BEGIN Document

General and administrative expenses increased from $6,134,000 for the
three months ended June 30, 1995 to $17,963,000 for the three months
ended June 30, 1996.  The $10,781,000 increase from the CALP and Sammons
Acquisitions was offset by a $339,000 decrease from the divestiture of
the San Angelo Systems.  The remaining increase resulted primarily from
the necessary expansion of the home office operations in order to manage
the increased size of the business.  

Depreciation and amortization expenses increased from $17,752,000 for
the three months ended June 30, 1995 to $39,806,000 for the three months
ended June 30, 1996 due primarily to the CALP and Sammons Acquisitions
offset by a $2,050,000 decrease from the divestiture of the San Angelo
Systems.  Interest expense increased from $17,011,000 for the three
months ended June 30, 1995 to $35,785,000 for the three months ended
June 30, 1996 due to the inclusion of interest expense relating to the
borrowings under the 14 1/4% Notes and the Senior Credit Facility, which
became effective on June 9, 1995 and August 31, 1995, respectively. 
Borrowings, excluding capital leases, increased from $509,805,000 at
June 30, 1995 to $1,430,029,000 at June 30, 1996.  The weighted average
interest rate for total debt outstanding during the three months ended
June 30, 1996 was 9.94%, compared with 11.78% for the three months ended
June 30, 1995.

The difference between income before extraordinary item for the three
months ended June 30, 1995 of $11,140,000, compared to a loss before
extraordinary item of $25,731,000 for the three months ended June 30,
1996 was due to the net effects of the $26,435,000 gain from the sale of
the San Angelo cable television systems in 1995 and the increases in
depreciation, amortization and interest expense as discussed above.  The
extraordinary loss of $7,542,000 recorded during the second quarter of
1995 related to the write-off of debt issuance costs from the early
retirement of debt.

As a result of the foregoing, EBITDA increased from $19,280,000 for the
second quarter of 1995 to $49,755,000 in the second quarter of 1996.


LIQUIDITY AND CAPITAL RESOURCES

The Company has grown significantly over the past several years through
acquisitions as well as through upgrading, extending and rebuilding its
existing cable television systems.  Since expansion by means of these
methods is capital intensive, the Company has relied upon various
sources of financing to meet its funding needs.  These sources have
included contributions from equity investors, borrowings under various
debt instruments and positive cash flows from operations.

<PAGE>
<PAGE>  16
As of June 30, 1996, unreturned capital contributions from equity
investors totaled approximately $493,327,000.  The Company has an
aggregate of $1,431,748,000 of indebtedness outstanding in the form of
the 11 7/8% Debentures, 13 1/2% Notes, 14 1/4% Notes, borrowings under its
Senior Credit Facility, note payable and capital lease obligations.  The
Company has an additional $228,209,000 of borrowing capacity under its
Revolving Credit Facility.  The Company generated cash flows from
operating activities of $27,412,000 and $51,041,000 for the three month
and six month periods ended June 30, 1996, respectively.  Funding from
equity contributions, borrowings and cash flow from operations have been
sufficient to meet the Company's debt service, working capital and
capital expenditure requirements.

END Document

Exercise set:
1. List each form of indebtedness that the financial report names as making up the Company's outstanding debt as of June 30, 1996.
2. Answer these questions from the financial report:
(a) What was the weighted average interest rate for total debt outstanding during the three months ended June 30, 1996?
(b) How much extraordinary loss was recorded during the second quarter of 1995?
(c) How much additional borrowing capacity does the Company have under its Revolving Credit Facility?
3. Carry on the financial report from its final sentence.
These lines have no connection to the financial report.

BEGIN Data supplied

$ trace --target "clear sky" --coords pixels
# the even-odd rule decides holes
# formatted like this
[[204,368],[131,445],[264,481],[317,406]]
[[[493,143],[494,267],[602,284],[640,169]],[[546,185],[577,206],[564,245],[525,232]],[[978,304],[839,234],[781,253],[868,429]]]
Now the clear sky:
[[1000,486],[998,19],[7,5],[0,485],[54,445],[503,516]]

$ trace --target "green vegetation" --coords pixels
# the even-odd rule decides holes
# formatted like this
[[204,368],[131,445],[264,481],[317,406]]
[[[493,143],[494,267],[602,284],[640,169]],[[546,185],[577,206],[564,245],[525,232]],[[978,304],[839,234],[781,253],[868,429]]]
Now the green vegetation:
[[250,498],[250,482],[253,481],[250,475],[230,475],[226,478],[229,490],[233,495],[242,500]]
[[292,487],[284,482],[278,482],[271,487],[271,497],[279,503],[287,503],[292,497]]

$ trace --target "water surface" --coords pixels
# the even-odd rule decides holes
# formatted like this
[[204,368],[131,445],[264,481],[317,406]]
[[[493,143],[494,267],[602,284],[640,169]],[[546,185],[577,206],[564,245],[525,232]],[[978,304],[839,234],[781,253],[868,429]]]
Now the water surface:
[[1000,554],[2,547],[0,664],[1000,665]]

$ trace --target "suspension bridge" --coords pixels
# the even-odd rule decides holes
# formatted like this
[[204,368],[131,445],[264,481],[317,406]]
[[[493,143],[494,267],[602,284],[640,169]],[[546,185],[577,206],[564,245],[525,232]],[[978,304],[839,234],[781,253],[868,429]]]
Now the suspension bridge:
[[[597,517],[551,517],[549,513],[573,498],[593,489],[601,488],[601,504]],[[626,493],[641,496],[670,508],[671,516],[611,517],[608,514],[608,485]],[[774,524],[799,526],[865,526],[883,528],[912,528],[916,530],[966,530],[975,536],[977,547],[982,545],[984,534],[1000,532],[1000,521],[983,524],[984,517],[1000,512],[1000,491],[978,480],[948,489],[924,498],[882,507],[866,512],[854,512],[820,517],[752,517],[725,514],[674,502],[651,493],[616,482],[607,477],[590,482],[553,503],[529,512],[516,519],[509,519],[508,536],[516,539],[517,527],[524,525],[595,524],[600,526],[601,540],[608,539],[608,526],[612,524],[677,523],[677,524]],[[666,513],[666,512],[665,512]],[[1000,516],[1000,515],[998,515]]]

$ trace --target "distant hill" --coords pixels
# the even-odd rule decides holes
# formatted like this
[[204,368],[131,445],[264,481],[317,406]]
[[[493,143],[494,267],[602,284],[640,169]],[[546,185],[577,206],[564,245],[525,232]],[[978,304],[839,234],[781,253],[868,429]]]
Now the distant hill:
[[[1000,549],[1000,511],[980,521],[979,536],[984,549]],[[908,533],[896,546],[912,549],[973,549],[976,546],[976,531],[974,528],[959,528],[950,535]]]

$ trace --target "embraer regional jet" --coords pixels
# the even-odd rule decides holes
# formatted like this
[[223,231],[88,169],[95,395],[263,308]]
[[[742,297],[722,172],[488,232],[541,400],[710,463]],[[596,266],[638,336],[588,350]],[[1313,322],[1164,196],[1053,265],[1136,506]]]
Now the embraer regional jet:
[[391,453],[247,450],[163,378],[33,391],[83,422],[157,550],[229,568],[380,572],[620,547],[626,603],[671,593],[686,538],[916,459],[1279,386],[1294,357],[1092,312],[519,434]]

END Data supplied

Expected answers:
1.
- 11 7/8% Debentures
- 13 1/2% Notes
- 14 1/4% Notes
- Borrowings under its Senior Credit Facility
- Note payable
- Capital lease obligations

2.
(a) 9.94%
(b) $7,542,000
(c) $228,209,000

3.
Certain of the Company's systems will be upgraded or rebuilt to 750 MHz
or 550 MHz band width capacity over the next several years to allow for
additional programming and service offerings.  Capital expenditures are
expected to approximate $101,000,000 (or $85 per customer) in 1996 and
include certain upgrade and rebuild projects.

Cash interest is payable monthly and quarterly on borrowings outstanding
under the Company's Senior Credit Facility and semiannually on the 11 7/8%
Debentures.  No cash interest is payable on the 13 1/2% Notes until
February 1, 2001 and no cash interest is payable on the 14 1/4% Notes until
December 15, 2000.  Maturities of long-term debt total $228,750,000 over
the next four years.

The Company expects to cover both interest and principal payments on its
long-term obligations through internally generated funds.  Funds for the
Company's capital expenditure requirements may be provided through
internally generated funds or by borrowings under its Senior Credit
Facility.


RECENT ACCOUNTING PRONOUNCEMENTS

The provisions of SFAS No. 121, "Accounting for the Impairment of Long-
Lived Assets and for Long-Lived Assets to be Disposed Of" is effective
for the Company in 1996. There was no impact on the Company upon
adoption.  No other recent accounting pronouncements have been issued
which the Company has not adopted and which are expected to have a
material effect on the Company's consolidated financial statements and
related disclosures.


INFLATION

Based on the FCC's current rate regulation standards, an inflation
factor is included in the benchmark formula in establishing the initial
permitted rate.  Subsequent to establishing the initial rate, an annual
rate increase based on the year-end inflation factor is permitted.  In
addition to annual rate increases, certain costs over the prescribed
inflation factors, defined by the FCC as "external costs", may be passed
through to customers.

<PAGE>
<PAGE>  17
Certain of the Company's expenses generally increase with inflation. 
However, the Company does not believe that its financial results have
been adversely affected by inflation.  Periods of high inflation could
have an adverse effect to the extent that increased borrowing costs for
floating rate debt may not be offset by increases in revenues.  As of
June 30, 1996, the Company has $230,000,000 of outstanding borrowings
under its Senior Credit Facility and other facilities which are subject
to floating interest rates after considering the Company's interest rate
swap agreements.  The rates are based on either the Eurodollar rate,
prime rate, CD base rate or Federal Funds rate, plus a margin ranging up
to 2.75% subject to certain adjustments based on the ratio of
Operating's total debt to EBITDA.  

To reduce the impact of changes in interest rates on its floating rate
long-term debt, the Company entered into certain interest rate swap
agreements with certain of the participating banks under the Senior
Credit Facility.  At June 30, 1996, interest rate swap agreements
covering a notional balance of $650,000,000 were outstanding.  These
outstanding swap agreements mature during 1997 and 1998 and require the
Company to pay a fixed rate of 5.77% to 5.81% plus the applicable
interest rate margin, while the counterparty pays a floating rate based
on one or three-month LIBOR.  Extensions are available within the swap
agreements at the option of the counterparties.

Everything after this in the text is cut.